Excerpts from pointing data
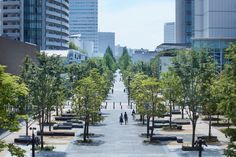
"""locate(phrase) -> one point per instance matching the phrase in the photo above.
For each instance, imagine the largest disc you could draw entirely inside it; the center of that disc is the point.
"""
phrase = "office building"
(105, 40)
(85, 46)
(184, 21)
(11, 17)
(45, 23)
(13, 53)
(84, 20)
(214, 26)
(169, 32)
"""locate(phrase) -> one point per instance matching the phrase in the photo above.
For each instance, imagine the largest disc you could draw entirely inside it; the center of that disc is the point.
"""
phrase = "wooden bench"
(52, 133)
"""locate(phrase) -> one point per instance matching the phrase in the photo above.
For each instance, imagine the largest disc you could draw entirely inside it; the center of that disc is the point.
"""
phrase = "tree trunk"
(87, 131)
(85, 128)
(182, 112)
(42, 128)
(148, 123)
(193, 133)
(26, 127)
(209, 133)
(57, 110)
(50, 127)
(170, 115)
(152, 126)
(143, 119)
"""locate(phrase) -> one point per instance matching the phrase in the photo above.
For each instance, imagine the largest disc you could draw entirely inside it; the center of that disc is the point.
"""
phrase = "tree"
(109, 60)
(11, 90)
(73, 46)
(193, 70)
(170, 87)
(46, 87)
(226, 89)
(84, 98)
(155, 107)
(125, 60)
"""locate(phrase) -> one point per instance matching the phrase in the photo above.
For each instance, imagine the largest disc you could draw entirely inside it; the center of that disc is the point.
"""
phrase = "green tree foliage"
(47, 87)
(73, 46)
(11, 89)
(146, 94)
(194, 69)
(109, 60)
(170, 87)
(125, 60)
(226, 91)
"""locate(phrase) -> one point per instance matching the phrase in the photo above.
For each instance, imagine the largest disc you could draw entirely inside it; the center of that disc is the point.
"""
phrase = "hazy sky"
(137, 23)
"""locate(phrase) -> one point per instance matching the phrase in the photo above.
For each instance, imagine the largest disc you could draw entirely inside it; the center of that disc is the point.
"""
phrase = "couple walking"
(122, 118)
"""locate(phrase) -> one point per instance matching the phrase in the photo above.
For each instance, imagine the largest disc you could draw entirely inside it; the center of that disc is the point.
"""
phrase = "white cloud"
(138, 26)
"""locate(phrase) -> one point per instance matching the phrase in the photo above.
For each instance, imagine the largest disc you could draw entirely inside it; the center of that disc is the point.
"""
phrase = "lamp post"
(129, 79)
(33, 141)
(199, 144)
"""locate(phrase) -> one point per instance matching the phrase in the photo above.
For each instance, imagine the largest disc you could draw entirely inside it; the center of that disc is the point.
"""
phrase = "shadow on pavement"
(50, 154)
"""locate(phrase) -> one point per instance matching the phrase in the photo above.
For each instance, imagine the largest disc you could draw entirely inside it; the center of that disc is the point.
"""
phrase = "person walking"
(133, 114)
(126, 118)
(121, 119)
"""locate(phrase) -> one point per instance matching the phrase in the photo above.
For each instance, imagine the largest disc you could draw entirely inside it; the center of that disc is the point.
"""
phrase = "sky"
(137, 23)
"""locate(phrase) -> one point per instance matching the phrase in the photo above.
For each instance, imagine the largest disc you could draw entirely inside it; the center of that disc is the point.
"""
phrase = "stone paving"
(115, 140)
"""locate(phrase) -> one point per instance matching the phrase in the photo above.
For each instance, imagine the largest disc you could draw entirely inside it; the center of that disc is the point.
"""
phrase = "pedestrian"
(121, 119)
(126, 118)
(133, 114)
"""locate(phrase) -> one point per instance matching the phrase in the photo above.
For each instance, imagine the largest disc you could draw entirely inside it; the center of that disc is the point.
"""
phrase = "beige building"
(12, 54)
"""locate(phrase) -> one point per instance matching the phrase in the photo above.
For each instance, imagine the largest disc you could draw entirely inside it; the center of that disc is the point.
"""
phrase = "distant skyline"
(137, 23)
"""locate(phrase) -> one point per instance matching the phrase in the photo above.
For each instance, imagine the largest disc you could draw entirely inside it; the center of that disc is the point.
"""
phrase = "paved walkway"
(115, 140)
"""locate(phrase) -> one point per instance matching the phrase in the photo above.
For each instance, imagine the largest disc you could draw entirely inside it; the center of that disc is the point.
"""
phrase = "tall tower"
(214, 26)
(84, 20)
(46, 23)
(11, 19)
(184, 21)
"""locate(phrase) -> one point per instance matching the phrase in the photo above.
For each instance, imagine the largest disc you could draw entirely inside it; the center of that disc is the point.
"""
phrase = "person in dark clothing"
(121, 119)
(126, 118)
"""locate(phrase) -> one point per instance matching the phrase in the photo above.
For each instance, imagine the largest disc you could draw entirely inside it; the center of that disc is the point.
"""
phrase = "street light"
(199, 144)
(33, 141)
(129, 79)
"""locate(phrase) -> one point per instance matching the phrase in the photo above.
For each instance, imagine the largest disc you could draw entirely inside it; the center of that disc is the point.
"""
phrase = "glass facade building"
(214, 26)
(84, 20)
(46, 23)
(11, 19)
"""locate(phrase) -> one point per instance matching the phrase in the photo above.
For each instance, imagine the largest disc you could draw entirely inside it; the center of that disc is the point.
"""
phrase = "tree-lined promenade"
(194, 84)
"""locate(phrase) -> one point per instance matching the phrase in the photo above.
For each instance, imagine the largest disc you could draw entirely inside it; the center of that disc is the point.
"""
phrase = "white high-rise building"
(169, 32)
(106, 39)
(84, 20)
(12, 19)
(214, 26)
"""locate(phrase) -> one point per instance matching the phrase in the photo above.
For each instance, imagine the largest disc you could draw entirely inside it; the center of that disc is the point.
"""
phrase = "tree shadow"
(50, 154)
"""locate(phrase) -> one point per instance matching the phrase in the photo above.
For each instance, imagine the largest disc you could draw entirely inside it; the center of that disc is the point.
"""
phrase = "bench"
(163, 138)
(23, 139)
(77, 126)
(56, 133)
(68, 115)
(63, 118)
(75, 121)
(62, 127)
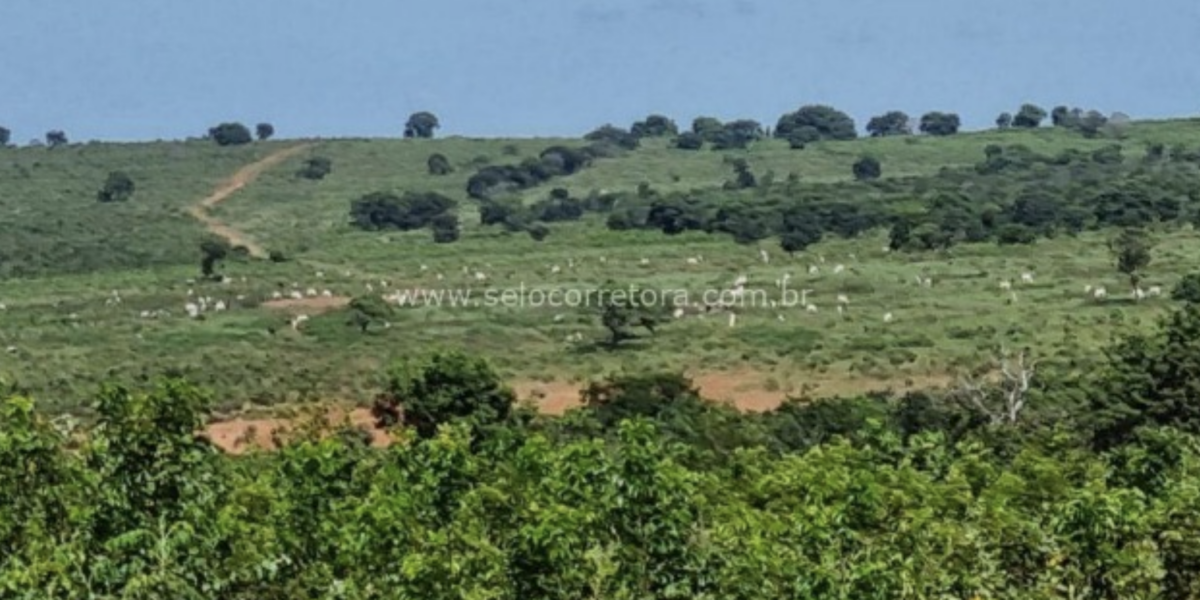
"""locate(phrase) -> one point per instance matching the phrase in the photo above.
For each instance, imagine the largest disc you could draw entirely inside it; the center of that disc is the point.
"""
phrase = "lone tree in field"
(1132, 253)
(367, 310)
(893, 123)
(213, 251)
(444, 388)
(439, 165)
(316, 168)
(940, 124)
(421, 125)
(828, 121)
(868, 168)
(231, 135)
(55, 138)
(1030, 117)
(118, 187)
(622, 310)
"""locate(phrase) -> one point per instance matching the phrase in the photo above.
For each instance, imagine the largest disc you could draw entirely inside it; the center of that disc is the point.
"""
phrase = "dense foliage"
(647, 491)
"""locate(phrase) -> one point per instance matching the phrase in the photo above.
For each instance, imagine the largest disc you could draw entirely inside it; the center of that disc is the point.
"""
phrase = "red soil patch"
(309, 305)
(745, 389)
(239, 436)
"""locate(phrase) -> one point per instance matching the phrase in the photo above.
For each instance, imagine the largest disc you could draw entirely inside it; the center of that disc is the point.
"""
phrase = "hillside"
(63, 256)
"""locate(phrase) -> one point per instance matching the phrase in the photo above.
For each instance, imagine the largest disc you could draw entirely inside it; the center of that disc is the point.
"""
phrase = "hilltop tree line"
(1012, 196)
(1085, 487)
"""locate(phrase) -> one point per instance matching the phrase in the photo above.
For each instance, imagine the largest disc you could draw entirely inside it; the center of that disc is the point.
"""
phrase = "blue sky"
(123, 70)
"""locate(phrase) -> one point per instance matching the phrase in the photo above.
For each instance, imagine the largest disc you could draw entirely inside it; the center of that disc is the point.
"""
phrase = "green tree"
(1188, 288)
(940, 124)
(213, 251)
(868, 168)
(421, 125)
(231, 133)
(367, 310)
(622, 310)
(689, 141)
(894, 123)
(438, 165)
(118, 187)
(654, 126)
(829, 123)
(1132, 252)
(55, 138)
(316, 168)
(449, 387)
(1029, 117)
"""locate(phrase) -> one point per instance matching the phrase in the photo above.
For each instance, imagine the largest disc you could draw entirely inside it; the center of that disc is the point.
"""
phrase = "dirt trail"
(742, 389)
(240, 179)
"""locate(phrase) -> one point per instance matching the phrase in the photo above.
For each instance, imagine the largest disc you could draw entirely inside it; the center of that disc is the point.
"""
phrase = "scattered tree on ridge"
(421, 125)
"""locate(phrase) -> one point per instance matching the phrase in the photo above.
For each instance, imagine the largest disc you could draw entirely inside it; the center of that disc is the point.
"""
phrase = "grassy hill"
(63, 256)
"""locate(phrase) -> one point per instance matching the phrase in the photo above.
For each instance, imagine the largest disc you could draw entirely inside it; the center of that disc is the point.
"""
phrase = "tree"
(1003, 403)
(829, 123)
(449, 387)
(231, 133)
(689, 141)
(367, 310)
(868, 168)
(385, 210)
(654, 126)
(894, 123)
(707, 127)
(438, 165)
(421, 125)
(1029, 117)
(118, 187)
(316, 168)
(445, 228)
(1132, 253)
(213, 251)
(622, 310)
(940, 124)
(801, 238)
(55, 138)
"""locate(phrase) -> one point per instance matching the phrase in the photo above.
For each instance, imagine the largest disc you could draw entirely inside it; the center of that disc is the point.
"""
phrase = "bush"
(316, 168)
(231, 133)
(118, 187)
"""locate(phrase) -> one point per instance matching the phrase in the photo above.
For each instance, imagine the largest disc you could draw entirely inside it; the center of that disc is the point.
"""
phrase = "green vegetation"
(646, 491)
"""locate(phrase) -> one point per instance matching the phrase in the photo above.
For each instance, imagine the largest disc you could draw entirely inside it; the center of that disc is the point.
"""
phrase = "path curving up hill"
(240, 179)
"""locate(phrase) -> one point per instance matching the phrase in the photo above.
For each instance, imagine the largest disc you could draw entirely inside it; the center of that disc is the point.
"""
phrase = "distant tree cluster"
(413, 210)
(118, 187)
(316, 168)
(231, 135)
(819, 121)
(553, 162)
(421, 125)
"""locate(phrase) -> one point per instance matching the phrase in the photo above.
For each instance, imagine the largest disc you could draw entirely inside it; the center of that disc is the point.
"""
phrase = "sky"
(133, 70)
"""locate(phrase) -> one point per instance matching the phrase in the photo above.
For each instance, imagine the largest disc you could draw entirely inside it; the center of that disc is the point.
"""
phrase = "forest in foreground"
(1039, 485)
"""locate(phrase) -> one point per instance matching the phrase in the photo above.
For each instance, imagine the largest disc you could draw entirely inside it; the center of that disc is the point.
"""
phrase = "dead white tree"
(1003, 401)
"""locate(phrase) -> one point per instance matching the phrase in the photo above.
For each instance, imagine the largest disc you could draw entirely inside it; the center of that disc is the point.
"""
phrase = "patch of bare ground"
(309, 305)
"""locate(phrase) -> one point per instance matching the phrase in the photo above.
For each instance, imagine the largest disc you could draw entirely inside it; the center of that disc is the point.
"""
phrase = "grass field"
(64, 255)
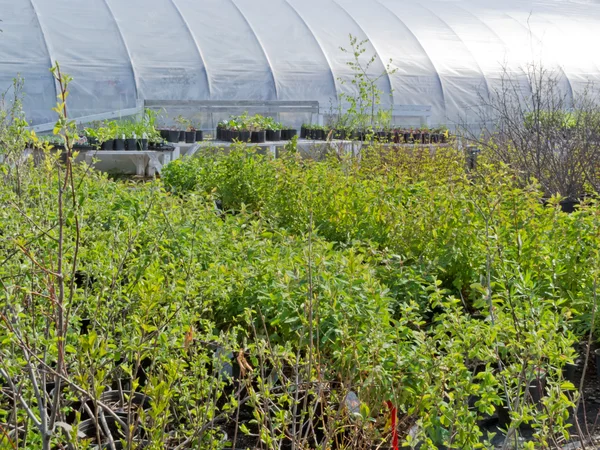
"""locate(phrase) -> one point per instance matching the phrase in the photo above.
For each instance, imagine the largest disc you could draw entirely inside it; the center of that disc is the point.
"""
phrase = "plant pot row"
(189, 137)
(396, 137)
(124, 144)
(255, 137)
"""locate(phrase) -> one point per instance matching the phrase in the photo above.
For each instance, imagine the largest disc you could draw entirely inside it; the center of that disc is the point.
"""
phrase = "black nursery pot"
(273, 135)
(568, 206)
(258, 137)
(597, 354)
(190, 137)
(119, 144)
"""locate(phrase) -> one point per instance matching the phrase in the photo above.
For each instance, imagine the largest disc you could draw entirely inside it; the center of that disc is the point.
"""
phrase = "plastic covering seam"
(487, 86)
(261, 47)
(133, 71)
(333, 77)
(530, 31)
(437, 74)
(391, 92)
(48, 48)
(198, 49)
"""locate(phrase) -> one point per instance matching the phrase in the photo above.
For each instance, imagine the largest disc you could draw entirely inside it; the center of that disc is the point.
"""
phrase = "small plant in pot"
(92, 136)
(257, 126)
(190, 135)
(105, 138)
(273, 129)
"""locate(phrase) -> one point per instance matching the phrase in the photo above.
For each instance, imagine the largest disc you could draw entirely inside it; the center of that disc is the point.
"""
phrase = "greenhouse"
(444, 54)
(299, 224)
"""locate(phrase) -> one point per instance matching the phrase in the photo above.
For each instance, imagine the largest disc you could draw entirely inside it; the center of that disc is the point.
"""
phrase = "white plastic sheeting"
(445, 53)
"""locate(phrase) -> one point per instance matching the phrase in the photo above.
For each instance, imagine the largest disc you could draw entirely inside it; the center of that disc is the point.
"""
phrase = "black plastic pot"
(142, 144)
(124, 398)
(597, 354)
(503, 416)
(568, 205)
(258, 137)
(190, 137)
(273, 135)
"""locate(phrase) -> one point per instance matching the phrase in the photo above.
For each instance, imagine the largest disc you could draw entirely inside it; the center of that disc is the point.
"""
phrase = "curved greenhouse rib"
(391, 93)
(437, 74)
(133, 71)
(487, 86)
(529, 30)
(261, 47)
(189, 30)
(47, 45)
(311, 32)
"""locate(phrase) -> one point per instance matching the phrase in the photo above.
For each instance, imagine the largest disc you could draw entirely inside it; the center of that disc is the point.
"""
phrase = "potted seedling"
(92, 136)
(244, 133)
(105, 138)
(273, 130)
(257, 126)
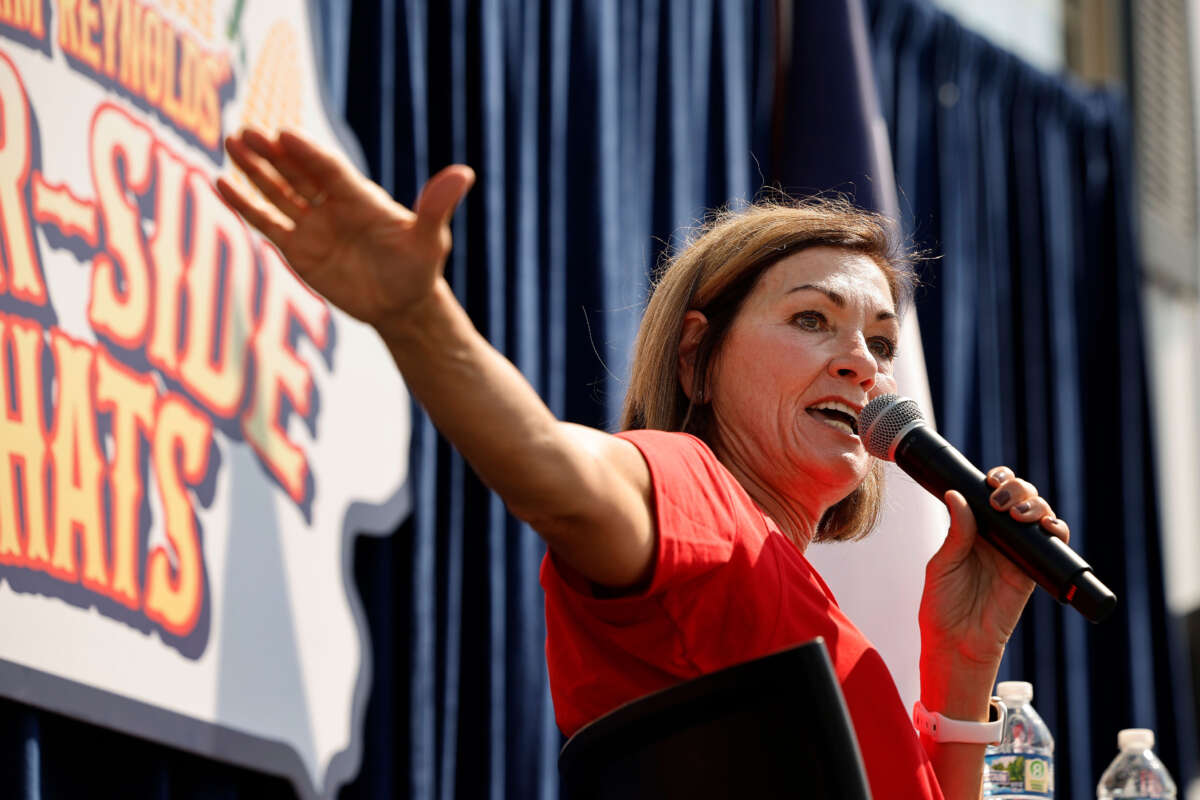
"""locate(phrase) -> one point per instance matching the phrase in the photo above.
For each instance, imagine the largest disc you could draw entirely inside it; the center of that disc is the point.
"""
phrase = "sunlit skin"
(816, 328)
(820, 325)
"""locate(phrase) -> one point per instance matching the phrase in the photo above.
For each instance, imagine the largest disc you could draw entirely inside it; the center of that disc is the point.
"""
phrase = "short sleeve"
(695, 506)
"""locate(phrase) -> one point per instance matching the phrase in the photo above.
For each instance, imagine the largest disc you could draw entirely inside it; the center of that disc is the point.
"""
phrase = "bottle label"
(1012, 775)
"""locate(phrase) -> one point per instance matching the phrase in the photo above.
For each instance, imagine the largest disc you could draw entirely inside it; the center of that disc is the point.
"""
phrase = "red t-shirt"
(727, 587)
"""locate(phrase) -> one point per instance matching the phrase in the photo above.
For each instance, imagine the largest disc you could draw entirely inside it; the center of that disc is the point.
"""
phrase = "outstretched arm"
(587, 493)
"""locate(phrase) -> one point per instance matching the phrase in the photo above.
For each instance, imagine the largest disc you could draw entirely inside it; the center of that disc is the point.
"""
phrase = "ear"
(695, 325)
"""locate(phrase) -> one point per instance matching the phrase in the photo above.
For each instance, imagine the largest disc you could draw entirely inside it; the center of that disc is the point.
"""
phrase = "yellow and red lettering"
(277, 371)
(89, 24)
(130, 398)
(181, 441)
(167, 251)
(121, 314)
(22, 441)
(24, 278)
(219, 328)
(58, 205)
(78, 468)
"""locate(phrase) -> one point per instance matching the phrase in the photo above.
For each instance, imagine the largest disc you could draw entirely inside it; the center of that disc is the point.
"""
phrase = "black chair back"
(774, 727)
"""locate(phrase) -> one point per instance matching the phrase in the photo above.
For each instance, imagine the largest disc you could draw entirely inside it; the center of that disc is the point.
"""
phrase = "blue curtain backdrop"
(599, 131)
(1033, 336)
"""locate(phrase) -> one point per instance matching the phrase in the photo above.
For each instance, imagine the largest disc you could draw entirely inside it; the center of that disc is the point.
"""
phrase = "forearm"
(483, 404)
(959, 691)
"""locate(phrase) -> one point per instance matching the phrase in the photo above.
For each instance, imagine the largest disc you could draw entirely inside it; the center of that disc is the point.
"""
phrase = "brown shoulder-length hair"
(714, 272)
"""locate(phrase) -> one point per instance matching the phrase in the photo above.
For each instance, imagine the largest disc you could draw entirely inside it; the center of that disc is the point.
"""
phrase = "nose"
(856, 362)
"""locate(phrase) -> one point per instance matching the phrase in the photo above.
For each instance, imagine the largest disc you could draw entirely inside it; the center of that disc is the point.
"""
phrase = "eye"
(810, 320)
(882, 347)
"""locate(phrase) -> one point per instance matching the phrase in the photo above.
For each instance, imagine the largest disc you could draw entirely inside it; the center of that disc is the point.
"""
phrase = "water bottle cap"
(1015, 691)
(1135, 738)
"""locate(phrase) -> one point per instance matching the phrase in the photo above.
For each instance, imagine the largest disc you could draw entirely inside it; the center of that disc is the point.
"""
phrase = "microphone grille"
(883, 420)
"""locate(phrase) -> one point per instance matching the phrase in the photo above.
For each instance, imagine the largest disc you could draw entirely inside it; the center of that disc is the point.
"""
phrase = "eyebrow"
(839, 300)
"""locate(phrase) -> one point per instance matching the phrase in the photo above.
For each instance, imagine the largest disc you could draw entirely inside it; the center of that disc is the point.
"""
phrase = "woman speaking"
(676, 547)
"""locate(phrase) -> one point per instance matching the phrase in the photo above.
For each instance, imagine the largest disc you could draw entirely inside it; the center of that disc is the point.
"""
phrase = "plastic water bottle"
(1021, 765)
(1135, 773)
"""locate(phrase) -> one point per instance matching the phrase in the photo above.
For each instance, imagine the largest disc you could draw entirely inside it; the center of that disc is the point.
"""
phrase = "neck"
(796, 519)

Written request:
Please identify each line above that contains the word "black" and copy every such line. Matching is case-sensitive.

Response below:
phrase = "black nursery pot"
phrase = "black plastic pot"
phrase = "black chair back"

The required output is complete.